● **Exercise**: Rewrite every line of the data below word for word, shifting each bounding box coordinate by -127. Leave the pictures out.

● **Listed entries**:
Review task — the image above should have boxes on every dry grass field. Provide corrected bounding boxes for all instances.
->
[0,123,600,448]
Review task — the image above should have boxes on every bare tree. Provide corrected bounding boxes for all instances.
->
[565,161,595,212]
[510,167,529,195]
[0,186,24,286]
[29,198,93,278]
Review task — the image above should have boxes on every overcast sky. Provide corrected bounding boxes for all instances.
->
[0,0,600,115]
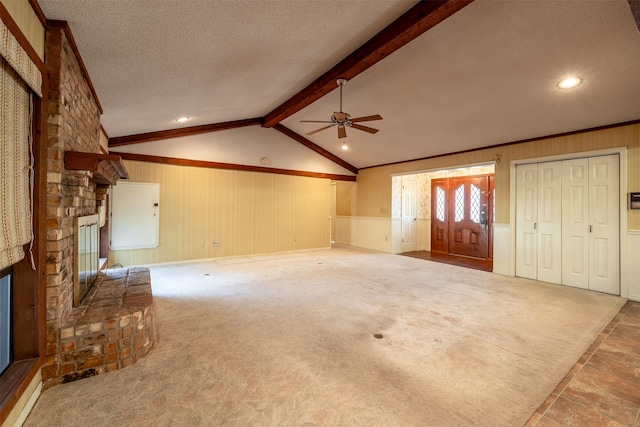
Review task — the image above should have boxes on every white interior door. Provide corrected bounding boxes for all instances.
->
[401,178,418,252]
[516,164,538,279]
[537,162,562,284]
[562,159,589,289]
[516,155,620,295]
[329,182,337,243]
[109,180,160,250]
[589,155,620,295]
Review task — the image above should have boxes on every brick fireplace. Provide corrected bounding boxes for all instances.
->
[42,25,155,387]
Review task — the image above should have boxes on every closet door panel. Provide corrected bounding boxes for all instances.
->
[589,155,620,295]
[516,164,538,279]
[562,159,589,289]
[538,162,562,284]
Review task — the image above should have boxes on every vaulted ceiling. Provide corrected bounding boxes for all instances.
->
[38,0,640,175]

● **The answer**:
Review task — the image above should have boxes on every dry grass field. Provide corrected bounding boxes for all instances.
->
[-127,-4,473,321]
Review task — the image above should have boxes on every bare tree. Provide corrected bounding boxes for all instances.
->
[438,34,468,85]
[383,40,402,68]
[-127,59,-103,159]
[-98,71,-34,151]
Review task — the image above should have boxes on every overcast sky. Provide corrected bounding boxes for all instances.
->
[-127,-127,473,-12]
Review task — the image above should have boxes on every white interior door. Provide corrected bounding boxes for all instances.
->
[274,51,291,125]
[389,37,411,152]
[410,35,435,157]
[435,32,462,162]
[389,28,493,168]
[202,55,210,116]
[-18,53,33,123]
[462,28,493,168]
Review task — the image above should have boxes on every brick fireplace. Provide corrected bounding boxes for all instances.
->
[-85,-102,28,260]
Review task — the image above should have boxes on every closet door panel. Provide corrected bounding boxes for all instances.
->
[462,28,493,168]
[389,37,411,152]
[435,32,462,162]
[411,35,435,157]
Review task — the image above should have boxes on every vaulted ceiling. Provide corrected bounding boxes for all instances.
->
[-89,-127,513,48]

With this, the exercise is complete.